- [Data to use]:

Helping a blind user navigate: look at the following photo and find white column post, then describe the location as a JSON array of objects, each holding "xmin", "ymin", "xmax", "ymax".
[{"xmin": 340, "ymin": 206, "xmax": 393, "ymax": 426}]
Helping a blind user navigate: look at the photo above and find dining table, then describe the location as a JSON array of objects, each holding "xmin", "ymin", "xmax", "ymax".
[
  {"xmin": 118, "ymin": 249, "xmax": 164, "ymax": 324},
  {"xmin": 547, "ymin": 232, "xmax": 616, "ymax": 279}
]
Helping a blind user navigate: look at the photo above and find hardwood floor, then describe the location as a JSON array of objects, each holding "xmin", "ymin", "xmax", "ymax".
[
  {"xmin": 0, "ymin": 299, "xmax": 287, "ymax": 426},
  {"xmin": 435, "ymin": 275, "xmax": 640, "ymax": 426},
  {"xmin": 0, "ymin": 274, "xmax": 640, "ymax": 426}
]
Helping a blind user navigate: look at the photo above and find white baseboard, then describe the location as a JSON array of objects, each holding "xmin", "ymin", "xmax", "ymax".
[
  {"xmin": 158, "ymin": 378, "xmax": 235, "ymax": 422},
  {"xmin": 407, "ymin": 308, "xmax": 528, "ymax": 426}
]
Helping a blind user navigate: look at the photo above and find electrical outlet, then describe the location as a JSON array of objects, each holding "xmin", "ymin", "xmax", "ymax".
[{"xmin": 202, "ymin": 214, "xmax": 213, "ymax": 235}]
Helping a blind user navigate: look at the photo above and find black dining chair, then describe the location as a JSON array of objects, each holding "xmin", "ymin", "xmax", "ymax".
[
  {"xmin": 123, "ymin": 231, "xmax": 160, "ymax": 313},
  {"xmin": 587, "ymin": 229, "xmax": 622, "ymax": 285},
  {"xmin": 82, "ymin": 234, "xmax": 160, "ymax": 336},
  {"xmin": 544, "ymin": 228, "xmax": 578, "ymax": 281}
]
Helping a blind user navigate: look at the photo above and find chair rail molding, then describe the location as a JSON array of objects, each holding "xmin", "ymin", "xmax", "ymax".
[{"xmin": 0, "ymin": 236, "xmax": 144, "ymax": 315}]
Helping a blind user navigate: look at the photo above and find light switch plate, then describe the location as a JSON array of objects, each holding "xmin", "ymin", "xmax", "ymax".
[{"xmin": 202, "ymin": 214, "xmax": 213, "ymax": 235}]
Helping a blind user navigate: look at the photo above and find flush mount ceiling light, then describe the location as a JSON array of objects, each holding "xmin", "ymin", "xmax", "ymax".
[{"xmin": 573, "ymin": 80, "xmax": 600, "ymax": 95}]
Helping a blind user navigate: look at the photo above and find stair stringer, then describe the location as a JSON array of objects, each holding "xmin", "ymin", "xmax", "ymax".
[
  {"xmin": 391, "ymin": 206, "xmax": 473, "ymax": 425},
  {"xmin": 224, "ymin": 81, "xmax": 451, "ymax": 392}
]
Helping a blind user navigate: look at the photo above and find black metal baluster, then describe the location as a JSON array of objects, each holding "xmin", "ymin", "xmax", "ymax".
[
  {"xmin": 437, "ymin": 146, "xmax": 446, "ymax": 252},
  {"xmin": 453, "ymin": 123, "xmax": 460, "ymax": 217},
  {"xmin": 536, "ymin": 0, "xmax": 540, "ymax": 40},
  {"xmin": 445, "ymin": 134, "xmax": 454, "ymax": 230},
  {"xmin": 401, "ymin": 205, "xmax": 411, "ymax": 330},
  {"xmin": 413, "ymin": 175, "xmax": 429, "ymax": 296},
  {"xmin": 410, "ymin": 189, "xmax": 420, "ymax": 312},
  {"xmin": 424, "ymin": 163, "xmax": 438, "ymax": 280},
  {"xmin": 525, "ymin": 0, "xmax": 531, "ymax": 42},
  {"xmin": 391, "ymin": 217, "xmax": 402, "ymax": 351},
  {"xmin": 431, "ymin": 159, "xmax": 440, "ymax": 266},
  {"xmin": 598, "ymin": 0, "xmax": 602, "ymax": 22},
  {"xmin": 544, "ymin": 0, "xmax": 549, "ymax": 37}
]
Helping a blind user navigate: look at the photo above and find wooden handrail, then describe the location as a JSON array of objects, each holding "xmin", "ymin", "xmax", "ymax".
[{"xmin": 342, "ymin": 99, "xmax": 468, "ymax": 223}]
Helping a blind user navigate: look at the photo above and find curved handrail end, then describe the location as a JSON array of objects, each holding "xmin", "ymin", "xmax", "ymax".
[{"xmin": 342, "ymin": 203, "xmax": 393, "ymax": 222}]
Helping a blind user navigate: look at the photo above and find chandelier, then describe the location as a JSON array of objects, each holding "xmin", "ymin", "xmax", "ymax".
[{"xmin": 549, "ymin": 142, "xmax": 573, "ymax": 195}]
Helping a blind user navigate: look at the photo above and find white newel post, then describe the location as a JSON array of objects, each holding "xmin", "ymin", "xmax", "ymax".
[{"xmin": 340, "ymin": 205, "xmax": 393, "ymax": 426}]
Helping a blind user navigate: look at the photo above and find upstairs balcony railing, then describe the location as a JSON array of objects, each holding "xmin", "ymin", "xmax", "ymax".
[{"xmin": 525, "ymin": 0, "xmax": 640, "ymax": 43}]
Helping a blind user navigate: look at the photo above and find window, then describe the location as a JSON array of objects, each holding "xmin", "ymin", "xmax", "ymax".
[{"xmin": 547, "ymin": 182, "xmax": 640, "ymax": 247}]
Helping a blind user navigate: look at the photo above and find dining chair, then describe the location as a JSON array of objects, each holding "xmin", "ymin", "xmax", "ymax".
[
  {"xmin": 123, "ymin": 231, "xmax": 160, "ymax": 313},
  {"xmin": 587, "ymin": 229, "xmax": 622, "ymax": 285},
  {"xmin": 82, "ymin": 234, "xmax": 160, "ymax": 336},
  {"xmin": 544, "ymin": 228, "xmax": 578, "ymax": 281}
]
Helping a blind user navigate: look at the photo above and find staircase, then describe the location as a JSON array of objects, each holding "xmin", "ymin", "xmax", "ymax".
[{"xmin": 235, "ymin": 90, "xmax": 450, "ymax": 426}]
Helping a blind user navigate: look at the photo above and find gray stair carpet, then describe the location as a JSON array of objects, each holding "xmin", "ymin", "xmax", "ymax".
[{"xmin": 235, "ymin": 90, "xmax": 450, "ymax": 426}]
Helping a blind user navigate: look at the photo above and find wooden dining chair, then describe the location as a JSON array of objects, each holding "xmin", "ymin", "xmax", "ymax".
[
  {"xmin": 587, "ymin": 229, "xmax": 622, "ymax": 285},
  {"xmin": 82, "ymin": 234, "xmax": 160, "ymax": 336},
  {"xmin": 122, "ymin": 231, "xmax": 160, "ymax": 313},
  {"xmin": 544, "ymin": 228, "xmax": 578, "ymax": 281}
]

- [Do this]: Count the lines in the items above that contain the word "black", treating uppercase and lowercase as different. Give only the number.

- [Problem solution]: 2